▶ **Work to be completed**:
Transcribe each record exactly; skip any picture.

** Opening Data under study block **

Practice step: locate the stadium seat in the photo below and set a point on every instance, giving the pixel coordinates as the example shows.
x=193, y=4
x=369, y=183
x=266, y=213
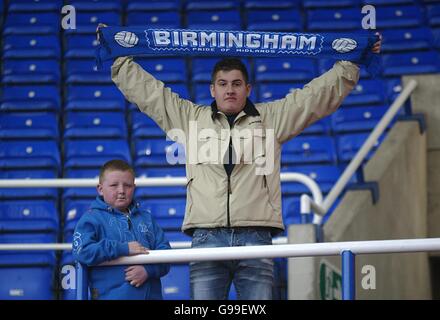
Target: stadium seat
x=308, y=149
x=214, y=20
x=264, y=4
x=32, y=23
x=160, y=192
x=175, y=285
x=284, y=69
x=94, y=98
x=410, y=63
x=168, y=212
x=35, y=6
x=285, y=19
x=309, y=4
x=356, y=119
x=367, y=92
x=349, y=144
x=28, y=216
x=153, y=5
x=85, y=71
x=26, y=125
x=29, y=153
x=94, y=153
x=398, y=40
x=165, y=69
x=29, y=172
x=158, y=152
x=23, y=71
x=95, y=125
x=31, y=98
x=333, y=19
x=399, y=16
x=80, y=45
x=142, y=126
x=31, y=46
x=154, y=19
x=324, y=175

** Closing Data under study block **

▶ **The completed task**:
Practice step: locate the stadium seat in the photo below and set a point on every instance, giving the pixel coordinates as the example shows.
x=193, y=4
x=369, y=183
x=266, y=213
Target: stadium seat
x=308, y=149
x=214, y=20
x=264, y=4
x=32, y=23
x=160, y=192
x=175, y=285
x=284, y=69
x=94, y=98
x=410, y=63
x=168, y=212
x=35, y=6
x=285, y=19
x=309, y=4
x=356, y=119
x=367, y=92
x=349, y=144
x=28, y=216
x=153, y=5
x=85, y=71
x=26, y=125
x=29, y=153
x=94, y=153
x=398, y=40
x=165, y=69
x=29, y=172
x=158, y=152
x=23, y=71
x=95, y=125
x=31, y=98
x=333, y=19
x=399, y=16
x=80, y=45
x=142, y=126
x=31, y=46
x=154, y=19
x=324, y=175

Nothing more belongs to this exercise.